**REQUIREMENT:**
Go line by line through the entries below and count those containing the string "person"; give only the count.

**DATASET RECORDS:**
....
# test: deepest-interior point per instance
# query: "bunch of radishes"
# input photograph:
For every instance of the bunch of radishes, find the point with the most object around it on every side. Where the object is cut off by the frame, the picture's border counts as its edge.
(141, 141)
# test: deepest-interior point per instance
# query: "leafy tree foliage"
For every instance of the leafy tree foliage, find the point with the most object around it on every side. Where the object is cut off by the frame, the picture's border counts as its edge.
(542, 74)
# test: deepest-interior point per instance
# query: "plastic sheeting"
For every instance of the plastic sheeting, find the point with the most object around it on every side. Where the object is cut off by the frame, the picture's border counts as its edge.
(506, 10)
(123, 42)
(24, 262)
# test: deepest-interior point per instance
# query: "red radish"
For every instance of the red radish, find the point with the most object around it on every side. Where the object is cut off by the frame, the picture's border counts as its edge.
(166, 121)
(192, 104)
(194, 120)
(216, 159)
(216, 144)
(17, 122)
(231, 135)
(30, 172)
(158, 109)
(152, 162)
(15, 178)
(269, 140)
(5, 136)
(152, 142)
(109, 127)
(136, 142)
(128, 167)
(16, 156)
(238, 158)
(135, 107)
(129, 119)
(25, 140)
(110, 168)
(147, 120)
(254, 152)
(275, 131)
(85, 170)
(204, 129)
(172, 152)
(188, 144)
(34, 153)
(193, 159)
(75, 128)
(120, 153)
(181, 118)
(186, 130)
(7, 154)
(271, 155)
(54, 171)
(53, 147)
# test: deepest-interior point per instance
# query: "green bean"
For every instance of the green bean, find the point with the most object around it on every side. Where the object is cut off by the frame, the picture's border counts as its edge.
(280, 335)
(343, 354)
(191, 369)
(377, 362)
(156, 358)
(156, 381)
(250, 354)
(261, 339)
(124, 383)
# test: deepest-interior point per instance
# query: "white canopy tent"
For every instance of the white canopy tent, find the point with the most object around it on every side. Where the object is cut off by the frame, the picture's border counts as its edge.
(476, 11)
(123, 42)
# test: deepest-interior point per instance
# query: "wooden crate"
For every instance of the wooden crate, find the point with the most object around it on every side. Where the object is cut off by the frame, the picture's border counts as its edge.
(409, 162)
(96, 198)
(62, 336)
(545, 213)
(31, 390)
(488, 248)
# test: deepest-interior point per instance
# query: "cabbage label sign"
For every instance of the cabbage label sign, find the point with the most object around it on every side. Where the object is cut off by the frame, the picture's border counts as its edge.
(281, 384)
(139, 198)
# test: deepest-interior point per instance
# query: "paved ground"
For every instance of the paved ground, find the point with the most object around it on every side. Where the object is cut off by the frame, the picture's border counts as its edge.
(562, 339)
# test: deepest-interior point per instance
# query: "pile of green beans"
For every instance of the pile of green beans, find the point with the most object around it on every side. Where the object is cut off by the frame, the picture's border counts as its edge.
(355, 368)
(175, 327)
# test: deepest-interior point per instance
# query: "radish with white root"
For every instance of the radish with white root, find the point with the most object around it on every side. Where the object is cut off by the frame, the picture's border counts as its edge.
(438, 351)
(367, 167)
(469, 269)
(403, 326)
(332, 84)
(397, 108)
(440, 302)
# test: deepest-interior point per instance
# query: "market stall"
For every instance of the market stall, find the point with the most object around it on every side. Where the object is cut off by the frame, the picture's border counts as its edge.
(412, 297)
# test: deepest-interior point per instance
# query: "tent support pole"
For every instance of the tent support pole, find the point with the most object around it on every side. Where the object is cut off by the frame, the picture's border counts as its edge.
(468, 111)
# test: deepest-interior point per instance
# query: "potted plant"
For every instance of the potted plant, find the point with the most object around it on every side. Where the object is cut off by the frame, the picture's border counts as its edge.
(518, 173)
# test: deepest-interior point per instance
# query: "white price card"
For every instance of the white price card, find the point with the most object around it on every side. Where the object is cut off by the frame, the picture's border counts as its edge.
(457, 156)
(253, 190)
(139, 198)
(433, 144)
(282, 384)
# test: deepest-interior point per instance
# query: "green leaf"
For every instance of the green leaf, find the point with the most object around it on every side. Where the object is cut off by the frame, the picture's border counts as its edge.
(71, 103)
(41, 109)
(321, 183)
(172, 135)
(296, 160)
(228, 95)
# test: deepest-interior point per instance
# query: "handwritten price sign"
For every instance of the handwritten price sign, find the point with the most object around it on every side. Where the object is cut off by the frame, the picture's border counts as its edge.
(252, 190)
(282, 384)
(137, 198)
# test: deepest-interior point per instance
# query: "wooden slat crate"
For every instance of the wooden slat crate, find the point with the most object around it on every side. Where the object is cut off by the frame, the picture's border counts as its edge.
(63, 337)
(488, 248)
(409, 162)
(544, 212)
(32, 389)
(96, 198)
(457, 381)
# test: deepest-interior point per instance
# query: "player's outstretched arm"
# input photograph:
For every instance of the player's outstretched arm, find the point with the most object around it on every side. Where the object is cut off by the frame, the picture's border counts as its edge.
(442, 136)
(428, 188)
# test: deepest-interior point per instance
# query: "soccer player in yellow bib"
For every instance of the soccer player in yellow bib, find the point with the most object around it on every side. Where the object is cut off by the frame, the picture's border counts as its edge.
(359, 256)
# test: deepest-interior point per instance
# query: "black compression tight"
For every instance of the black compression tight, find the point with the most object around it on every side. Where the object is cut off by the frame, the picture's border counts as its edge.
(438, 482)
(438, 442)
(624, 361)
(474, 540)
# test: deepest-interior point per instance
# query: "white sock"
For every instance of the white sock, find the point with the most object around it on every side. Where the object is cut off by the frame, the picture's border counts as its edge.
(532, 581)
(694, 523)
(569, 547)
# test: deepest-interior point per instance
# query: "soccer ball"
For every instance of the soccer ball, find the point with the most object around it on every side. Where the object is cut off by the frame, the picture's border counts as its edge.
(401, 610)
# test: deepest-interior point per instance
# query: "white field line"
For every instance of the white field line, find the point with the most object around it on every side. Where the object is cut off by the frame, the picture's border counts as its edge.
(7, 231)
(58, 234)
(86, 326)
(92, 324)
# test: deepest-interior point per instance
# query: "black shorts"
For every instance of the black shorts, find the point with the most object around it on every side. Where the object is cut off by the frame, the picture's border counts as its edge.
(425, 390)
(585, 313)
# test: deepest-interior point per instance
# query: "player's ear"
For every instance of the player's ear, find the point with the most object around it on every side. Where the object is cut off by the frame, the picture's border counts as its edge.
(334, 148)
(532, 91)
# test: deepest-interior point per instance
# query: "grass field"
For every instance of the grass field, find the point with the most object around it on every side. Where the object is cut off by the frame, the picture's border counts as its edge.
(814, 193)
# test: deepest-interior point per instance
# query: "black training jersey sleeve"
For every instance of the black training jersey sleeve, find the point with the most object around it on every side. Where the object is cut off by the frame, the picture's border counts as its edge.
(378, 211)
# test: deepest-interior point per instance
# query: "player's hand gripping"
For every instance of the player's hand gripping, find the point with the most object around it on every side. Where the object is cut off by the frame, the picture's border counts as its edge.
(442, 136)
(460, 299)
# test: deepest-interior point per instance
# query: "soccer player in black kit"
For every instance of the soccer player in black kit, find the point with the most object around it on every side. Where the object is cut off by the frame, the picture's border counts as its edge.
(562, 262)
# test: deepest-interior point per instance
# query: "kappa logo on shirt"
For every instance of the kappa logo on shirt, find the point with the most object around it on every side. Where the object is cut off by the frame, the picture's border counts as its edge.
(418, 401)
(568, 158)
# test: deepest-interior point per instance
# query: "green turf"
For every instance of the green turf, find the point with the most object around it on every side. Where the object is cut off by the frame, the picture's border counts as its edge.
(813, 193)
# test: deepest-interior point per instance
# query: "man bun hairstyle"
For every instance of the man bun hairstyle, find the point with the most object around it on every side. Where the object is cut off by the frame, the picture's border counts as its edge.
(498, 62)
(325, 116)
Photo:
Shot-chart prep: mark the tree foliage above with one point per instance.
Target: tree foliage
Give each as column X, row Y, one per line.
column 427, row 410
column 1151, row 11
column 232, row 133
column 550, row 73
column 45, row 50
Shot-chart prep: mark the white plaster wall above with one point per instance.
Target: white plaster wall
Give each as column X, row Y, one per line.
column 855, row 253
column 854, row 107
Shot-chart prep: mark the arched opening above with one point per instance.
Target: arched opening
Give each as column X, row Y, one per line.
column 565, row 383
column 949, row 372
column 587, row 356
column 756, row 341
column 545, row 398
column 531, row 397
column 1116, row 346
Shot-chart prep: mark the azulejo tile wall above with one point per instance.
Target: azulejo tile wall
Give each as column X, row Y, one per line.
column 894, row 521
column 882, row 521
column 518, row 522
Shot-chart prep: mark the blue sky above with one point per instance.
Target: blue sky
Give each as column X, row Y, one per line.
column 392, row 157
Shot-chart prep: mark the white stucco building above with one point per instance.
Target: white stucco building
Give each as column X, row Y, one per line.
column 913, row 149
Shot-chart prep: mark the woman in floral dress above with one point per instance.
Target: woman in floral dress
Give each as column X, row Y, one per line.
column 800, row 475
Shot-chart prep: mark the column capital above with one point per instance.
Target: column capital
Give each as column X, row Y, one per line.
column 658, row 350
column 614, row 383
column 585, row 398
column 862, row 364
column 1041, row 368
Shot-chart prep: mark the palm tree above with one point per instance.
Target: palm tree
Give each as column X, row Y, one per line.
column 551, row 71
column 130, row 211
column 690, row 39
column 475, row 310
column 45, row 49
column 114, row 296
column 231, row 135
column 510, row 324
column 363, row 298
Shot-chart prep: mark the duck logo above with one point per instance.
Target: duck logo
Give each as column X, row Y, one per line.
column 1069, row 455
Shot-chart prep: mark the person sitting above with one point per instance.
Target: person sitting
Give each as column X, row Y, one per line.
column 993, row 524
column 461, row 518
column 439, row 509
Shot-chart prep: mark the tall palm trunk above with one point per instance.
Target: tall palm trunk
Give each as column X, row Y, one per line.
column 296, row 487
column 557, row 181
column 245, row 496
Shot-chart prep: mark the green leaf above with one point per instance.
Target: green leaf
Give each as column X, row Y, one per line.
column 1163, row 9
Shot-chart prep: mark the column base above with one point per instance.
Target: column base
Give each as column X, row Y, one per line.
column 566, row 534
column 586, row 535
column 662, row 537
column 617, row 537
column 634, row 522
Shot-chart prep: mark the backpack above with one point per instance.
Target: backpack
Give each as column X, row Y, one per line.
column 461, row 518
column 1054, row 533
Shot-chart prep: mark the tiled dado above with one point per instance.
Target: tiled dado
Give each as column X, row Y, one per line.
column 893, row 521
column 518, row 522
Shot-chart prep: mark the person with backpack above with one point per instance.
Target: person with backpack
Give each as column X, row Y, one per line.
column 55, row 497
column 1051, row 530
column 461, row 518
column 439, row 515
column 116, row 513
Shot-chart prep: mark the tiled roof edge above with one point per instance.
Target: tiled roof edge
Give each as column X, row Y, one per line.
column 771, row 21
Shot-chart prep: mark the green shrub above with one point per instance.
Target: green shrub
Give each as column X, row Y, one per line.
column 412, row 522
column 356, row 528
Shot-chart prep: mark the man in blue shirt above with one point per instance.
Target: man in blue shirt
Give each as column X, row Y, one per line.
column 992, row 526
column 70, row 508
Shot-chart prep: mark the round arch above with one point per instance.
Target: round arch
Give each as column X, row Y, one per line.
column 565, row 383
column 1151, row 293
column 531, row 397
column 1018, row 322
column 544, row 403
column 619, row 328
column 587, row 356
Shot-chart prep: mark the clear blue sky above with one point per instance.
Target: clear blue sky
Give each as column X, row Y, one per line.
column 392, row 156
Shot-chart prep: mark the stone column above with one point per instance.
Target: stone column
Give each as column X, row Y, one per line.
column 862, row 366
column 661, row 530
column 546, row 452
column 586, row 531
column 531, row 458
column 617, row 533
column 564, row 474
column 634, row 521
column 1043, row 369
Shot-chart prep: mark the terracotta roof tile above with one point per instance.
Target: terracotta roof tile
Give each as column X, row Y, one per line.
....
**EXERCISE SOLUTION:**
4